[Segmentation dataset excerpts]
□ □ □ □

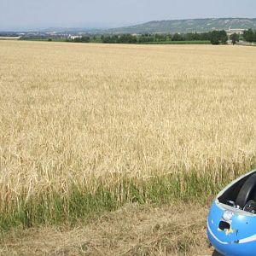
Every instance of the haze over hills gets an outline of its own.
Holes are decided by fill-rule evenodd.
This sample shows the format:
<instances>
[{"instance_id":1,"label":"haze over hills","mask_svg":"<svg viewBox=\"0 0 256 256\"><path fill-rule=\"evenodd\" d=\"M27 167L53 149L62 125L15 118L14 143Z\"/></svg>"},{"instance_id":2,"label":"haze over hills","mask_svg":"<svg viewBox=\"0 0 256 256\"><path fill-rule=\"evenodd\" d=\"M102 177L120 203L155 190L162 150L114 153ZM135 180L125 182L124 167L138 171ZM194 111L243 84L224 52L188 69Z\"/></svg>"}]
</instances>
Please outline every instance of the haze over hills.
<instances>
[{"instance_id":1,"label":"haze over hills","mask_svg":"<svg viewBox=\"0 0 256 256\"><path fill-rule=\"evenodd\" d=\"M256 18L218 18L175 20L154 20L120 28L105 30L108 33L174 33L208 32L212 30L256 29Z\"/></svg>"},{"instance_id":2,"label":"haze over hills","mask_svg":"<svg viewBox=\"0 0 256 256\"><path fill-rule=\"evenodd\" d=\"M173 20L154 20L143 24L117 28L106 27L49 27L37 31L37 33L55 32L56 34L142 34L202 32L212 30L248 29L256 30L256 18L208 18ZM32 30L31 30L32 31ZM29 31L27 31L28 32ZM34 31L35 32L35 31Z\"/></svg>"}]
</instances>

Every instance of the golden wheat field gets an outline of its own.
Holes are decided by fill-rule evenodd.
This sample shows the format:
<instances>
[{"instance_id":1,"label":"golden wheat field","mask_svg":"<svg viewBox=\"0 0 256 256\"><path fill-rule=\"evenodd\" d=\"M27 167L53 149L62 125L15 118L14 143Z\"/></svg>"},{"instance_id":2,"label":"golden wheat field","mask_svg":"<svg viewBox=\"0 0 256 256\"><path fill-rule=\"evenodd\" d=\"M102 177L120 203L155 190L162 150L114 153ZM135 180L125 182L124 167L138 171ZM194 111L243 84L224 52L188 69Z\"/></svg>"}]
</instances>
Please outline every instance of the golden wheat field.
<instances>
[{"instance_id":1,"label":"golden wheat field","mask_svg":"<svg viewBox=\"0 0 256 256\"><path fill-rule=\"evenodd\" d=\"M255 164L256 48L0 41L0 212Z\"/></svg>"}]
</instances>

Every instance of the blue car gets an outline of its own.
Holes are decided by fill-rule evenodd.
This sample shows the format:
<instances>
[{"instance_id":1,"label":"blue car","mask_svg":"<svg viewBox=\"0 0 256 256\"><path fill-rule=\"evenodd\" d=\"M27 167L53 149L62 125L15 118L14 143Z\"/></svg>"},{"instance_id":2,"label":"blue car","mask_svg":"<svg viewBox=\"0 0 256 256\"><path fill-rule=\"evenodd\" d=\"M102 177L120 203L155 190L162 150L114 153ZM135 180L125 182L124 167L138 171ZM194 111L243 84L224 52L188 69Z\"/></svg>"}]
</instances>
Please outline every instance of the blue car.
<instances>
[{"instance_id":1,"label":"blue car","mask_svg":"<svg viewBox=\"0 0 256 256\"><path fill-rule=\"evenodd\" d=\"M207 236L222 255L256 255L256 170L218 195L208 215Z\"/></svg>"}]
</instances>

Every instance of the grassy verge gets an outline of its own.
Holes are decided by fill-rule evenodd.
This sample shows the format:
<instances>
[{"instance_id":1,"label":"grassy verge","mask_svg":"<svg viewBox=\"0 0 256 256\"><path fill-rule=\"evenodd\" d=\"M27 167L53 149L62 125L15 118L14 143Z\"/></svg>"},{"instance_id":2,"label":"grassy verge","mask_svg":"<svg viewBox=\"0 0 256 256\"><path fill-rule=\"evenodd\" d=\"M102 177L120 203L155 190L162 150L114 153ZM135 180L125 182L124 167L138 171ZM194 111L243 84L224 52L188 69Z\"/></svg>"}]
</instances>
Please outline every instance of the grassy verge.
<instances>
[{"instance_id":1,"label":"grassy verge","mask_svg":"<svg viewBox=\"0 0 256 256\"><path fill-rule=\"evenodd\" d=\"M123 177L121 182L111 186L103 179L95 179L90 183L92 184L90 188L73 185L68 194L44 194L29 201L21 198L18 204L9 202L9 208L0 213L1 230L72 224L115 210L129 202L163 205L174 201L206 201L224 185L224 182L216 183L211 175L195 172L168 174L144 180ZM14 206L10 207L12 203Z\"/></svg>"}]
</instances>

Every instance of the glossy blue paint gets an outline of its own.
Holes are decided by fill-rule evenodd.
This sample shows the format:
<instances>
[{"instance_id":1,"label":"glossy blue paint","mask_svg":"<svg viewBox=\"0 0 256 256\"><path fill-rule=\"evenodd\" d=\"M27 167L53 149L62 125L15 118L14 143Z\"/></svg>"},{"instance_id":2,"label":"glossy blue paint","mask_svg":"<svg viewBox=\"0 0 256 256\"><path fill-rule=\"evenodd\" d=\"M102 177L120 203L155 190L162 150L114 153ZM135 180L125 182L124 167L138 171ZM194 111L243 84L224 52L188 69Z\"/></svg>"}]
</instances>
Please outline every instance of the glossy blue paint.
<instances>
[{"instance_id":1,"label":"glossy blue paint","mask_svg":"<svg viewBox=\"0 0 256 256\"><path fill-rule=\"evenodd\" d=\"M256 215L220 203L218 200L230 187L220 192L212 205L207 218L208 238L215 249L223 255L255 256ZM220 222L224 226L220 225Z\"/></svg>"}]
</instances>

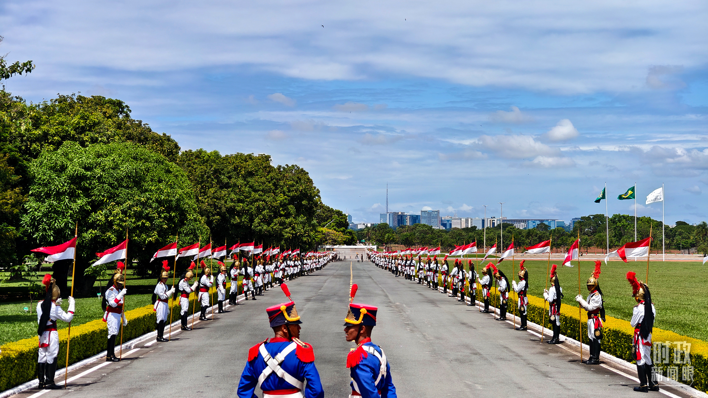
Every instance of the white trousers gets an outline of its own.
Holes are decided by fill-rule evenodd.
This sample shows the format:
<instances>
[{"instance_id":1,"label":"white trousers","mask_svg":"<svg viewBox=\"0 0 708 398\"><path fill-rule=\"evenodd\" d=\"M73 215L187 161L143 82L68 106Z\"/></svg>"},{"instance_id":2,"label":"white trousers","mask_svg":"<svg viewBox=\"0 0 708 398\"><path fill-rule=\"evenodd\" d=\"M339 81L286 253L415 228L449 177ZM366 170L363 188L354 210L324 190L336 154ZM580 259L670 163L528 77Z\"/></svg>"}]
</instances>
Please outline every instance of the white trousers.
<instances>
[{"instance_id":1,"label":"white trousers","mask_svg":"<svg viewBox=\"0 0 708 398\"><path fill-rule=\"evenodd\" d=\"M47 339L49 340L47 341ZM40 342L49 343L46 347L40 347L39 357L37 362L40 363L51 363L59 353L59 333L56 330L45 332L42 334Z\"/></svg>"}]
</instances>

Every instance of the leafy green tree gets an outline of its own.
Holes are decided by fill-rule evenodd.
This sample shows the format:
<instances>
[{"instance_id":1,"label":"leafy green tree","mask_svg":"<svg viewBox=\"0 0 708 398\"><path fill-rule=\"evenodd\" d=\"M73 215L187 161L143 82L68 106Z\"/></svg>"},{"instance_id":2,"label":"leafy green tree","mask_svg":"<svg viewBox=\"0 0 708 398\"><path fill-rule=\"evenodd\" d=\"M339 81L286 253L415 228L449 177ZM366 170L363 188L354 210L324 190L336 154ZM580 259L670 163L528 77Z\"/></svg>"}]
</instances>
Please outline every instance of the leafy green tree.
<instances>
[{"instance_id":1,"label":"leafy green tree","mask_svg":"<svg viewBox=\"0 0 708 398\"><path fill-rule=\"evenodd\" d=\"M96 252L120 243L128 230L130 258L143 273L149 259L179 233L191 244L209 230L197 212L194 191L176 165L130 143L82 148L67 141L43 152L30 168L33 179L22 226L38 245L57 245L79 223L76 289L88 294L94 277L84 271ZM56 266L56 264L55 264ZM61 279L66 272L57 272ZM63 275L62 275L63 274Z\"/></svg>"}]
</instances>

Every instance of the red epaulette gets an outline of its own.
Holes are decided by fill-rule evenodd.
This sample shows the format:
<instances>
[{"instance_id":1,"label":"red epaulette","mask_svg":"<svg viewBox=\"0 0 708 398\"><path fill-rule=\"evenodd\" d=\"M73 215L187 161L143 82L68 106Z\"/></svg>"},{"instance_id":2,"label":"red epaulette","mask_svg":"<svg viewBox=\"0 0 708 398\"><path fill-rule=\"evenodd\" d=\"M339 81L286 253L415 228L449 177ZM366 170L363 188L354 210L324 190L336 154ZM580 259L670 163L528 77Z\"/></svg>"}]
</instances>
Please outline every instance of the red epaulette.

□ □ □ □

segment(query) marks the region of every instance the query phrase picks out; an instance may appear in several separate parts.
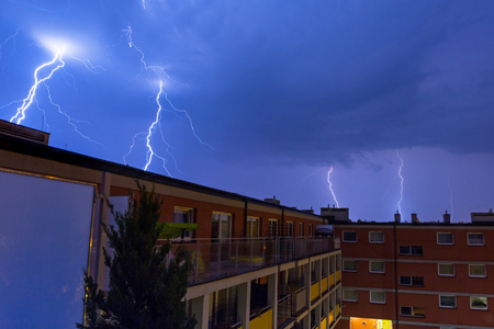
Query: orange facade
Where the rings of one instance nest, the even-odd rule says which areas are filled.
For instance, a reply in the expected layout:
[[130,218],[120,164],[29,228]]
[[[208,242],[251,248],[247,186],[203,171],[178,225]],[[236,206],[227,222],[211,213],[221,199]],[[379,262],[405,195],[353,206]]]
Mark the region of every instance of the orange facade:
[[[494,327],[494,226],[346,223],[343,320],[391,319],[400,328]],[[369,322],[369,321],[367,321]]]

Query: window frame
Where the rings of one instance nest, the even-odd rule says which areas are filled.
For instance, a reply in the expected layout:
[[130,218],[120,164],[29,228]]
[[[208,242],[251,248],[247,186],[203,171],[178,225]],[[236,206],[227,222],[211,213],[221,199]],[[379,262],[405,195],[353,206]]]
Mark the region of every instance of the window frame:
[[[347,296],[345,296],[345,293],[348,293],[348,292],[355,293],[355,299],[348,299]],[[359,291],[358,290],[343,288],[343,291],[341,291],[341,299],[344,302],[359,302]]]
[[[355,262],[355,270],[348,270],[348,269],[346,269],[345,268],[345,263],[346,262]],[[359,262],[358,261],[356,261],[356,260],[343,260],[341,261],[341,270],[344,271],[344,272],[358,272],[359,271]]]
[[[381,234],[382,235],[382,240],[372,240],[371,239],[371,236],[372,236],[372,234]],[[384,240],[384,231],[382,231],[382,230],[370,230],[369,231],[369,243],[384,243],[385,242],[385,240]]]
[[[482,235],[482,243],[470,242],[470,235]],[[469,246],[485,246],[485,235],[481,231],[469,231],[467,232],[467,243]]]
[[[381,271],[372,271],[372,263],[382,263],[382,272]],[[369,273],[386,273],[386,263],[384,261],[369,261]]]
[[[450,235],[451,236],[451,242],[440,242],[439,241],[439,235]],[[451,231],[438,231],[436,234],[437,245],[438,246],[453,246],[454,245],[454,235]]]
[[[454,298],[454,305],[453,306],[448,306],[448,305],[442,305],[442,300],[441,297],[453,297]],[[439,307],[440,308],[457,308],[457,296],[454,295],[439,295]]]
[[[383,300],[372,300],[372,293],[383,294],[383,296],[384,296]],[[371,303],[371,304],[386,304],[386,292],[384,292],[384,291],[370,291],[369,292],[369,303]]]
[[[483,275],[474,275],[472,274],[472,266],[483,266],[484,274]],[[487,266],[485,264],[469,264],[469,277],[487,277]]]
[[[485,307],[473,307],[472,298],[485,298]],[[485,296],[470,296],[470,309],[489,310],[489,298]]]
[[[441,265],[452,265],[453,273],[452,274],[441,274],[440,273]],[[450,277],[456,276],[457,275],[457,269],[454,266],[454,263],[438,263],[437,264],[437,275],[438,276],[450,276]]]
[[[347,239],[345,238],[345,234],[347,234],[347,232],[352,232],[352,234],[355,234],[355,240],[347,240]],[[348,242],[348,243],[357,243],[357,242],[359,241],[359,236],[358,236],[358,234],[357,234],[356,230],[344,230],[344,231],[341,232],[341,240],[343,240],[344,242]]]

□ □ □ □

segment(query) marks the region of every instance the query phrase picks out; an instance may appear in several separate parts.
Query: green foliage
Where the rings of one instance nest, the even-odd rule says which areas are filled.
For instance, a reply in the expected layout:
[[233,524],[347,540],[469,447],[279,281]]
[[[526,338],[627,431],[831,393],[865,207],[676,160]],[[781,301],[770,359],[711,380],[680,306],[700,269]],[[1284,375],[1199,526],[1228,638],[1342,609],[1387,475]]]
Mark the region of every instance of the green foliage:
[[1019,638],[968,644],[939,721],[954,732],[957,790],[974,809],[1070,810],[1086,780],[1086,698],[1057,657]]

□ □ □ □

→ To do
Rewrite the material from the line with "Every instance of the red epaulette gets" up to and including the line with "Please outline every instance of the red", putting "example" in place of "sample" and keeping everything else the same.

→ Task solution
Every instance of the red epaulette gets an outline of its own.
Holes are decided by fill-rule evenodd.
This example shows the format:
<instances>
[{"instance_id":1,"label":"red epaulette","mask_svg":"<svg viewBox=\"0 0 708 398\"><path fill-rule=\"evenodd\" d=\"M73 215L187 161L143 82L68 106Z\"/></svg>"},{"instance_id":2,"label":"red epaulette","mask_svg":"<svg viewBox=\"0 0 708 398\"><path fill-rule=\"evenodd\" d=\"M339 81L286 253L415 228L449 177ZM366 170L363 188L354 210L324 190L336 154ZM580 259L670 163L528 77Z\"/></svg>"}]
</instances>
Please outline every instance of the red epaulette.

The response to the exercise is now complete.